At the end of September 2023, Microsoft announced the availability of the new Outlook app for Windows. This app is available in the Microsoft Store and is intended to replace the previous Windows apps Mail and Calendar. I reported on this changeover in July in the article Microsoft 365: First Windows Mail and Calendar users will be migrated to the new Outlook at the end of August 2023.
In the article New Outlook for Windows now available, Microsoft explains the availability of the app. It is a free app for Windows users that makes it possible to integrate and manage various email accounts (from Outlook.com, Hotmail.com, Gmail, Yahoo, iCloud etc.) via IMAP and also integrate calendars so that they can be managed under the new interface.
Microsoft states that email and calendar are now combined in one app. This should simplify the organization of appointments and emails (although I wonder what's new here – classic Outlook and Thunderbird have also been able to do this for years). The app can be downloaded from the Microsoft Store for consumers (via their personal Microsoft account) under Windows 11.

Stored records =
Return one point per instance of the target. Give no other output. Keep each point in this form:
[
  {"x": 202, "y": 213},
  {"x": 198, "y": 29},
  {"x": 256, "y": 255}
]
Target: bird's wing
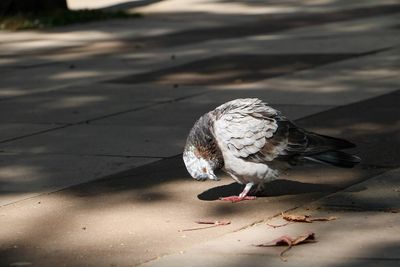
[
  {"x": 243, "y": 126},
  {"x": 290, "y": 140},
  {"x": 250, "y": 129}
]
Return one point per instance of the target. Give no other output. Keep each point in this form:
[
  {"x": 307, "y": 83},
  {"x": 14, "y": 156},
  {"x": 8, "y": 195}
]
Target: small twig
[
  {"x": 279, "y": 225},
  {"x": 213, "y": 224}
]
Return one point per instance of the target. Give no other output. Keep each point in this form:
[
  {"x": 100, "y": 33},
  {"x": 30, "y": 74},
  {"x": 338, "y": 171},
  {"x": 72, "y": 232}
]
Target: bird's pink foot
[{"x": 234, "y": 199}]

...

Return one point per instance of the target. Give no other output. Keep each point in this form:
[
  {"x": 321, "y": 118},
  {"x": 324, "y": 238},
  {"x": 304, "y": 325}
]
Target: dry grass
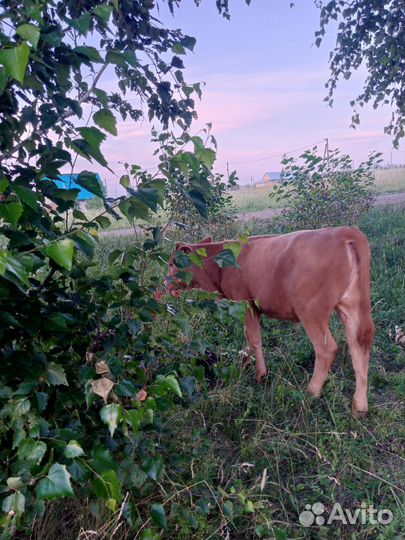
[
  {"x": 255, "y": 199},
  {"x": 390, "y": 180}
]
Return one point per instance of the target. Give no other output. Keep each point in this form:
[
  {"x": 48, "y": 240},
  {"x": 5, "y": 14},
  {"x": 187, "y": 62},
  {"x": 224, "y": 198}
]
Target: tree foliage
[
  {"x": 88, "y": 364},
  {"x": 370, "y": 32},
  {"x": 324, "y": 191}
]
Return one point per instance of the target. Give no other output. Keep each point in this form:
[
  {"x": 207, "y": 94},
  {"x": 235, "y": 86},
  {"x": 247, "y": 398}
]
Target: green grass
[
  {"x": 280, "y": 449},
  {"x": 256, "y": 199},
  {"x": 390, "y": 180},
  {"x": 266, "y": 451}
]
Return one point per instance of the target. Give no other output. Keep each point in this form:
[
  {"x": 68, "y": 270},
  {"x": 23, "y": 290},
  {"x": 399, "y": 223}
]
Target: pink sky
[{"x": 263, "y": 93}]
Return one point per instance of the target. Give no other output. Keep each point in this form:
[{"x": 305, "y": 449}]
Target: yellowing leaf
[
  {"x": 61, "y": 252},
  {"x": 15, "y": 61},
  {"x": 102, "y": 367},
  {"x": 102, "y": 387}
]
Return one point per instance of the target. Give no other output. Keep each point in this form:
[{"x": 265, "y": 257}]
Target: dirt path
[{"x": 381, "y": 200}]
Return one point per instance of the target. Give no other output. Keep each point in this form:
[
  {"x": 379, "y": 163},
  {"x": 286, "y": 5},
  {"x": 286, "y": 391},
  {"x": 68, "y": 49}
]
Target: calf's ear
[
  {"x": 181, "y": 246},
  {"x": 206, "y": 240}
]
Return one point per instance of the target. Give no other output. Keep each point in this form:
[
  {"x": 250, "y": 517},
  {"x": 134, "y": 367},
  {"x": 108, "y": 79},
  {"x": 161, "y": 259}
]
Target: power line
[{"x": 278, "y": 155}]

Short task 1 = According to the article on the new Outlook app for Windows, which two Windows apps is the new app meant to replace?
Short task 2 = Select every line in the records that contains the string "grass".

Worked answer 1 = Mail and Calendar

Worked answer 2 =
Target: dry grass
Target: green grass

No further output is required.